Restate all the data exactly, so that each line is the same as before.

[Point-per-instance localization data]
╔══

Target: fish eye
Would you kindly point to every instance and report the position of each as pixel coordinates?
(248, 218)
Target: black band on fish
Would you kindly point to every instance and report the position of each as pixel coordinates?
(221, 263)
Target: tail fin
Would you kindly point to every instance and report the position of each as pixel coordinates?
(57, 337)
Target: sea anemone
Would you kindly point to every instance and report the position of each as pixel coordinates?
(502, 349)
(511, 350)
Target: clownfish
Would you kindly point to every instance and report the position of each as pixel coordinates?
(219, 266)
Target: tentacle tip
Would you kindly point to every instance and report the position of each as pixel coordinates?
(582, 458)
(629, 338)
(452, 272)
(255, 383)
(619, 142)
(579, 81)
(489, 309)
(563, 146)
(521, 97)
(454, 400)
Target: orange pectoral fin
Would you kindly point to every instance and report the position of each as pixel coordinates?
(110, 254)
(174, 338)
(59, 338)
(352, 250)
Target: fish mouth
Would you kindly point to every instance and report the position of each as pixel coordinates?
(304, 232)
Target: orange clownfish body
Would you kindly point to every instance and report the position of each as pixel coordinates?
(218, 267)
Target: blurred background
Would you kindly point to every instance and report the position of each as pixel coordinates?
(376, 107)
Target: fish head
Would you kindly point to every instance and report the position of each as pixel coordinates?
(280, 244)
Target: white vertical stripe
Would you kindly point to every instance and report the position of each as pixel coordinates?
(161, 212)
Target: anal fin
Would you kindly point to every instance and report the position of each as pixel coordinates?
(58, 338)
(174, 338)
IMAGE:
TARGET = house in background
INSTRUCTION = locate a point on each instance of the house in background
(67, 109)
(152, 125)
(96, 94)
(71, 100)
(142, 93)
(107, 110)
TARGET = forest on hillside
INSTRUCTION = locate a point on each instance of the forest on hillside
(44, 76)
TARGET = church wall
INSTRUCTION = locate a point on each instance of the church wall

╚══

**Solved problem**
Target: fish eye
Would you kindly point to every instance and report the position of each as pixel coordinates?
(248, 218)
Target: black band on fish
Would you kindly point to every instance and report the position of each as pixel coordinates?
(221, 263)
Target: tail fin
Would you kindly point to every instance and report the position of each as pixel coordinates?
(57, 337)
Target: sea anemone
Would you kindly point to every instance and report the position of each as pixel coordinates?
(502, 349)
(511, 350)
Target: clownfish
Would you kindly point to every instance and report the position of each as pixel coordinates?
(219, 266)
Target: tentacle tip
Would you kindly point to every instance and report the position of each as pixel coordinates?
(582, 458)
(629, 338)
(452, 272)
(255, 383)
(619, 142)
(579, 81)
(489, 309)
(563, 146)
(521, 97)
(454, 400)
Target: orange pectoral fin
Would you kindly point to every instance and report the position of each as pixel coordinates?
(110, 254)
(174, 338)
(59, 338)
(352, 250)
Target: fish mouth
Would you kindly point to every instance and report the position of each as pixel coordinates?
(304, 232)
Target: orange clownfish body
Would you kindly point to every instance and report the position of each as pixel coordinates?
(218, 267)
Target: blurred background
Would you kindly point to every instance and report the position of each as pixel coordinates?
(376, 107)
Target: fish head
Would you kindly point to every instance and report the position of each as pixel coordinates?
(280, 244)
Target: white vertical stripe
Would you kindly point to every instance and report the position of each as pixel coordinates?
(161, 212)
Target: anal fin
Would you kindly point to every instance and report the position of each as pixel coordinates?
(58, 338)
(174, 338)
IMAGE:
TARGET = house in background
INSTRUCTION = locate a point on each instance of the house in background
(67, 109)
(152, 125)
(96, 94)
(71, 100)
(142, 93)
(107, 110)
TARGET = forest on hillside
INSTRUCTION = locate a point on each instance of the forest on hillside
(44, 76)
TARGET = church wall
INSTRUCTION = locate a point on each instance of the church wall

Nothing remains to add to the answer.